** Opening Given records block **

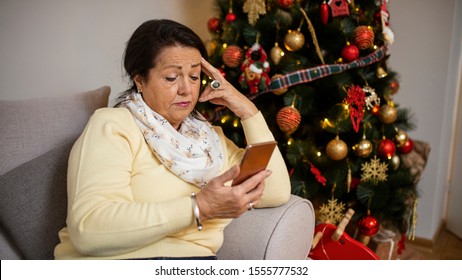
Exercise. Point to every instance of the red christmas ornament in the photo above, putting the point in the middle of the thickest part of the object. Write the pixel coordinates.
(214, 25)
(288, 119)
(407, 147)
(350, 52)
(324, 13)
(375, 110)
(394, 86)
(368, 225)
(285, 3)
(255, 69)
(233, 56)
(222, 72)
(321, 179)
(356, 98)
(339, 7)
(386, 148)
(364, 37)
(230, 17)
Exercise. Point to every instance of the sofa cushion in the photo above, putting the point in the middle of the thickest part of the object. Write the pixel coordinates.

** Closing Given records block **

**Exercise brief:**
Every record above must reappear exactly in the answer, minus its pictures.

**Answer to the exercise:**
Exercise. Point to every instance of the red christmas ornament in the photo above, putting the point in the middle of the thickest part of the object. Write the pixel coordinates.
(214, 25)
(288, 119)
(407, 147)
(350, 52)
(324, 13)
(375, 110)
(394, 86)
(368, 225)
(285, 3)
(255, 69)
(233, 56)
(222, 72)
(321, 179)
(356, 98)
(339, 7)
(386, 148)
(364, 37)
(230, 17)
Exercise. Point to every instance of the sofa cushion in the photo above, putting the point in the middle of the thickest part of the object. Write the pixel coordinates.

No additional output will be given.